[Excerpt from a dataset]
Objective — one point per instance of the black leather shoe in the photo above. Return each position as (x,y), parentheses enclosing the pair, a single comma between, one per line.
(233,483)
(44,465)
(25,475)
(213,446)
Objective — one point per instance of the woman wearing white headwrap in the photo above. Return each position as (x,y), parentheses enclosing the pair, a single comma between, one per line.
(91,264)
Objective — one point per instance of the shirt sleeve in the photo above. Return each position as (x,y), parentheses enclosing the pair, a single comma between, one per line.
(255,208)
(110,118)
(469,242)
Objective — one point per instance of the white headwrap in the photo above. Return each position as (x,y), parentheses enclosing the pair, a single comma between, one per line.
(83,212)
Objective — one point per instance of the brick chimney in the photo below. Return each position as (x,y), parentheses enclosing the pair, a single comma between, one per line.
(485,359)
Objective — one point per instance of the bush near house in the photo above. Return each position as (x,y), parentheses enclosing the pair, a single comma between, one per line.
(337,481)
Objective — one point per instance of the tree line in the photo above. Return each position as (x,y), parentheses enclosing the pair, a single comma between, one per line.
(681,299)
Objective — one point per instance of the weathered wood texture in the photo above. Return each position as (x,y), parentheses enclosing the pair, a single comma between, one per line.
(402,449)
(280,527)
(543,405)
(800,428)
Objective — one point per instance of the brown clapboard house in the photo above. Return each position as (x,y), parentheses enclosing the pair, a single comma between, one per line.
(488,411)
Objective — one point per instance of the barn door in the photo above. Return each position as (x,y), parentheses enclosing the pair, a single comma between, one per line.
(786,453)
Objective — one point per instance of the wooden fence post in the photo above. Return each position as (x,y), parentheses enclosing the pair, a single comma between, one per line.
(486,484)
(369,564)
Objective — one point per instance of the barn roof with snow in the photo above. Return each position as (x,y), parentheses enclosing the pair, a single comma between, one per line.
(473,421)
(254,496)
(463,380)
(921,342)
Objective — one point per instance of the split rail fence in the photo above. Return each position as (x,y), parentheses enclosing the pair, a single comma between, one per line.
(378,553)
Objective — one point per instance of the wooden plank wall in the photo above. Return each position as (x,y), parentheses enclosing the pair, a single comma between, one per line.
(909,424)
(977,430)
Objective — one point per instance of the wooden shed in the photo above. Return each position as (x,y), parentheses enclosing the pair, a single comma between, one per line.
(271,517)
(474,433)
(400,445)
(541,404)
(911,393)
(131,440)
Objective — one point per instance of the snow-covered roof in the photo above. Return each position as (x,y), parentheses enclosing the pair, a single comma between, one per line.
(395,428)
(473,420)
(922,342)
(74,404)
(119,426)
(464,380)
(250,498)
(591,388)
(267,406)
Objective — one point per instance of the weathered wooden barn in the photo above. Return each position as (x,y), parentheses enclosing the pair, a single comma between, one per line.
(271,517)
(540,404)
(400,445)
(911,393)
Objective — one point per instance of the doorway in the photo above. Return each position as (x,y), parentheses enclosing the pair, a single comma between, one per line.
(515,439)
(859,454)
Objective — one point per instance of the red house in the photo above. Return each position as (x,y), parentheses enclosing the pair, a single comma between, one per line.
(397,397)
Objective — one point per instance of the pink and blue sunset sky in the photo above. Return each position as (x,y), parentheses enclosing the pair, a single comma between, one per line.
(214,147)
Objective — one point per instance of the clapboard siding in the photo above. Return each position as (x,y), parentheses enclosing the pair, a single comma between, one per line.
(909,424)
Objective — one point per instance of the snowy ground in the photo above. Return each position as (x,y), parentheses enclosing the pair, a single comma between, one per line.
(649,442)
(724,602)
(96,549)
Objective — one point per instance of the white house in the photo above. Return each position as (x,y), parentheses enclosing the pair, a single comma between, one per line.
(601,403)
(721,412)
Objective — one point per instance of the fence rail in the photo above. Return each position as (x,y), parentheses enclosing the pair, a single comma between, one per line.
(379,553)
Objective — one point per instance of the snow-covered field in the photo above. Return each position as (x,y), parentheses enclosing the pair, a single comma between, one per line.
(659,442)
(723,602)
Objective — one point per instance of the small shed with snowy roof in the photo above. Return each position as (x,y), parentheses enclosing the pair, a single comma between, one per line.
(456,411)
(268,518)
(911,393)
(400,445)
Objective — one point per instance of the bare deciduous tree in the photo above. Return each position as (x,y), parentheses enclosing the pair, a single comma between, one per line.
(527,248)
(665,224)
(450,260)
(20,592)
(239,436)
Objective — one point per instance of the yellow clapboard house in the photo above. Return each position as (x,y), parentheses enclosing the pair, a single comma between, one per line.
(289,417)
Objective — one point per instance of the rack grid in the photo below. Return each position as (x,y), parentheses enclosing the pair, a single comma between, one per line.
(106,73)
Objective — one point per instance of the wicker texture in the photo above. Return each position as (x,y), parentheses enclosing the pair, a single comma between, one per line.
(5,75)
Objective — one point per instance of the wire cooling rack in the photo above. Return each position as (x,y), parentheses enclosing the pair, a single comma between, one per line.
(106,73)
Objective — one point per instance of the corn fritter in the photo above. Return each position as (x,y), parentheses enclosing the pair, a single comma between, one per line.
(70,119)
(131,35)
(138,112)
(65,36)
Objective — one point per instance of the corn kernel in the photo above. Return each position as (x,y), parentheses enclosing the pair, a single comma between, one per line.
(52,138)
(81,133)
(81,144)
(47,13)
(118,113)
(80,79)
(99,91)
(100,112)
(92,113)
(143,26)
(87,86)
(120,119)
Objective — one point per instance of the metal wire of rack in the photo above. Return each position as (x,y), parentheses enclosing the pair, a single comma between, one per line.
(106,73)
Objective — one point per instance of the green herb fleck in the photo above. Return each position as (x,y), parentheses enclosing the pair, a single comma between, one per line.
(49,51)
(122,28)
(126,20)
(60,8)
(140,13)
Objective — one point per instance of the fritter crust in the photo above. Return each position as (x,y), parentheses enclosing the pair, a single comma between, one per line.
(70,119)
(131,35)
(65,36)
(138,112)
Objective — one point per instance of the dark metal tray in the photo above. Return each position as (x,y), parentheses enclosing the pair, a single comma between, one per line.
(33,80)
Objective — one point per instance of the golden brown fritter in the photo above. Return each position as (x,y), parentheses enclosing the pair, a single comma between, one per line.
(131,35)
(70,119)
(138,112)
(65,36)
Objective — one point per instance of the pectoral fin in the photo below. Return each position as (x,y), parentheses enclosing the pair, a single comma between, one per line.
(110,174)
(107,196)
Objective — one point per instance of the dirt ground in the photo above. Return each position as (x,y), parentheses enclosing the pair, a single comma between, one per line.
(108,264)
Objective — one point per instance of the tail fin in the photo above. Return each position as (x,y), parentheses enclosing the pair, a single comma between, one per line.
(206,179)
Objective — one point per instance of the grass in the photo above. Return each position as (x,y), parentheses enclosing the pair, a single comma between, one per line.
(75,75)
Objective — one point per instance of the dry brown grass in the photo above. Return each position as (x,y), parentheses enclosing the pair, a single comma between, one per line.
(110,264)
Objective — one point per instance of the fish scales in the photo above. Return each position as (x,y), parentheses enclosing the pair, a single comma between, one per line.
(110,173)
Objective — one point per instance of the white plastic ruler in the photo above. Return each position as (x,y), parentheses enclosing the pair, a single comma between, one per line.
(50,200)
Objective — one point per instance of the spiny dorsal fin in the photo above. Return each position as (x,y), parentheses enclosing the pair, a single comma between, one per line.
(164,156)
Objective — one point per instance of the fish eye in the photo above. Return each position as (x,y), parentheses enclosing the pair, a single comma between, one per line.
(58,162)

-- GIVEN INSTRUCTION --
Lay out every line of the entries above as a JSON list of strings, one string per line, omitting blank lines.

-- RESULT --
[
  "Objective — one point per instance of the black leather shoe in the photo above. Return each position as (x,y), parentheses enclosing the pair, a single comma between, one per line.",
  "(233,483)",
  "(44,465)",
  "(25,475)",
  "(213,446)",
  "Objective — one point per instance of the woman wearing white headwrap in the photo above. Return each position as (x,y), parentheses enclosing the pair, a single comma between, one per line.",
  "(91,264)",
  "Objective — one point per instance of the shirt sleeve in the photo above. Return each position as (x,y), parentheses enclosing the pair, a single comma between, one per line.",
  "(255,208)",
  "(110,118)",
  "(469,242)",
  "Objective — one point per instance of the white headwrap in the photo above. Return each position as (x,y), parentheses enclosing the pair, a single comma between, one per line.",
  "(83,212)",
  "Objective — one point per instance of the brick chimney in the photo below. Return each position as (x,y), parentheses enclosing the pair, a single comma between, one per line.",
  "(485,359)",
  "Objective — one point per instance of the bush near house in the photo above. Return each position as (x,y), parentheses enclosing the pair, a single comma between, one per line.",
  "(337,481)",
  "Objective — one point per instance of the tree line in the photo above. Return each position as (x,y), parentheses enclosing the pair, a single comma between, one per line.",
  "(681,299)",
  "Objective — one point per instance of the weathered wood texture in the photo above. Return each position as (x,y), parentheses enclosing the pair, a single comma between, one per line.",
  "(402,449)",
  "(280,527)",
  "(543,405)",
  "(800,428)",
  "Objective — one point per instance of the brown clapboard house in the photo above. Return each position as (x,y), parentheses enclosing the pair, a single comma between, one per line.",
  "(488,411)",
  "Objective — one point per instance of the barn door in the photo above. Return each position as (x,y), parentheses enclosing the pair, a single comma between, one per line.",
  "(786,453)",
  "Objective — one point per instance of the wooden fence post in the photo above. Return each position as (x,y), parentheses enclosing the pair, a single comma between, one per line.",
  "(486,484)",
  "(369,564)",
  "Objective — one point per instance of the barn roof with snow in the photo above. Return each position as (x,y), parentheses enclosing the pair, a single comma between, one per line.",
  "(473,421)",
  "(254,496)",
  "(463,380)",
  "(921,342)",
  "Objective — one point per instance of the split rail fence in the photo above. Return each position as (x,y), parentheses enclosing the pair, a single comma between, one per line.",
  "(378,553)",
  "Objective — one point per instance of the wooden plank wall in the photo above. Return each position as (x,y), parentheses enclosing the pair, a single comma between, one per line.",
  "(909,424)",
  "(977,430)",
  "Objective — one point per instance of the wooden shed in the photo above. Return each position as (x,y), parentheses enclosing the pair, a single comma between, one per line.",
  "(271,517)",
  "(474,433)",
  "(400,445)",
  "(541,404)",
  "(911,393)",
  "(131,440)",
  "Objective — one point per instance of the snow-covered roof in the photo above. Return each position as (x,y), parentheses enclosing the pair, a single comma between, one per line.",
  "(395,428)",
  "(473,420)",
  "(922,342)",
  "(74,404)",
  "(119,426)",
  "(464,380)",
  "(250,498)",
  "(591,388)",
  "(267,406)",
  "Objective — one point per instance of the weathered wooden barn in the photo above. Return each position as (x,y), parentheses enclosing the pair, a single comma between, one per line.",
  "(271,517)",
  "(540,404)",
  "(400,445)",
  "(911,393)",
  "Objective — one point per instance of the doorway in the photo above. Return each position as (x,y), parentheses enclosing the pair, a single comma between, one per line.",
  "(515,439)",
  "(859,454)",
  "Objective — one point per instance of the red house in the photo above. Return each position as (x,y), parentheses enclosing the pair, a single comma between, one per line.",
  "(397,397)",
  "Objective — one point per instance of the pink and blue sunset sky in the photo above. Return each position as (x,y), parentheses enclosing the pair, a single comma between, one per line.",
  "(214,147)",
  "Objective — one point per instance of the clapboard siding in the photo above. Return each position as (x,y), parentheses enclosing the pair, a single comma between, one per line.",
  "(909,424)",
  "Objective — one point per instance of the snowy ground in the photo above. Return each position as (x,y), parentheses enclosing the pair, a single comma between, one per line.",
  "(649,442)",
  "(724,602)",
  "(96,549)",
  "Objective — one point per instance of the white house in the photo above. Return each position as (x,y), parentheses enclosing the pair, a single comma between, one per line.",
  "(601,403)",
  "(721,412)",
  "Objective — one point per instance of the fence rail in the photo above. Return each position as (x,y), parentheses enclosing the pair, a single comma between, one per line.",
  "(379,553)",
  "Objective — one point per instance of the snow-covered field in the photo above. Return each position as (x,y), parentheses enclosing the pair, a single comma between, one per line.",
  "(659,442)",
  "(723,602)",
  "Objective — one point per instance of the small shed with snowy roof in the photo above. Return each position as (x,y), parentheses enclosing the pair, a single comma between, one per line.",
  "(456,411)",
  "(268,518)",
  "(911,393)",
  "(400,445)",
  "Objective — one point per instance of the bare deciduous tree in the photo above. Return each position as (x,y), parentheses enclosing the pair, a single comma between, one per line.",
  "(527,248)",
  "(665,224)",
  "(450,260)",
  "(20,592)",
  "(239,436)",
  "Objective — one point per instance of the yellow clapboard house in the photo above. Return each position as (x,y), parentheses enclosing the pair, a single comma between, one per line.",
  "(289,417)",
  "Objective — one point per instance of the rack grid in the photo below. Return each position as (x,y), parentheses enclosing the pair, a single comma between, one per line.",
  "(106,73)",
  "Objective — one point per instance of the wicker texture in the photo above. Return each position as (x,y), parentheses enclosing the pair, a single comma between, one per line.",
  "(5,75)",
  "Objective — one point per instance of the wire cooling rack in the photo above. Return each position as (x,y), parentheses enclosing the pair, a single comma between, one per line.",
  "(106,73)",
  "Objective — one point per instance of the corn fritter in the photo above. Return each position as (x,y), parentheses enclosing the pair, a single comma between, one per line.",
  "(70,119)",
  "(131,35)",
  "(138,112)",
  "(65,36)",
  "Objective — one point per instance of the corn kernel in the photo above. Return each position as (x,y), parentheses enclosing the pair, a single comma between, one per line.",
  "(52,138)",
  "(81,133)",
  "(81,144)",
  "(47,13)",
  "(118,113)",
  "(80,79)",
  "(99,91)",
  "(100,112)",
  "(92,113)",
  "(143,26)",
  "(87,86)",
  "(120,119)",
  "Objective — one point per instance of the metal wire of rack in the photo above. Return each position as (x,y), parentheses enclosing the pair, a single comma between, one per line.",
  "(106,73)",
  "Objective — one point per instance of the green herb fleck in the photo above. Return each position as (x,y), parentheses enclosing the pair, a single comma between, one per line.",
  "(49,51)",
  "(122,28)",
  "(126,20)",
  "(60,8)",
  "(140,13)",
  "Objective — one point per instance of the fritter crust in the photo above. Return each position as (x,y), parentheses enclosing the pair, a single comma between, one per line.",
  "(70,119)",
  "(131,35)",
  "(65,36)",
  "(138,112)",
  "Objective — one point per instance of the dark metal tray in the photo above. Return each position as (x,y), parentheses enclosing the pair, a single comma between, one per line.",
  "(33,80)",
  "Objective — one point per instance of the golden brown fritter in the photo above. Return each position as (x,y), parentheses enclosing the pair, a single comma between, one per line.",
  "(131,35)",
  "(70,119)",
  "(138,112)",
  "(65,36)",
  "Objective — one point per instance of the pectoral fin in the photo below. Return each position as (x,y), parentheses enclosing the pair, a single comma between, one per line.",
  "(110,174)",
  "(107,196)",
  "Objective — one point per instance of the dirt ground in the photo above. Return each position as (x,y), parentheses enclosing the pair, a single comma between, one per line.",
  "(108,264)",
  "Objective — one point per instance of the tail fin in the photo above. Return each position as (x,y), parentheses enclosing the pair, a single comma between, one per line.",
  "(206,179)",
  "Objective — one point per instance of the grass in the photo above. Return each position as (x,y), parentheses enclosing the pair, a single comma between, one per line.",
  "(75,75)",
  "Objective — one point per instance of the dry brown grass in the photo above. Return each position as (x,y), parentheses enclosing the pair, a single comma between, one per line.",
  "(110,264)",
  "Objective — one point per instance of the fish scales in the photo above. Return each position as (x,y), parentheses enclosing the pair, a single comma between, one per line.",
  "(110,173)",
  "Objective — one point per instance of the white plastic ruler in the photo above. Return each position as (x,y), parentheses enclosing the pair, a single comma between, one per line.",
  "(50,200)",
  "Objective — one point per instance of the spiny dorsal fin in the photo above. Return each position as (x,y), parentheses enclosing the pair, a single comma between, one per line.",
  "(164,156)",
  "Objective — one point per instance of the fish eye in the photo above. Return each position as (x,y), parentheses enclosing the pair, a single comma between, one per line.",
  "(58,162)"
]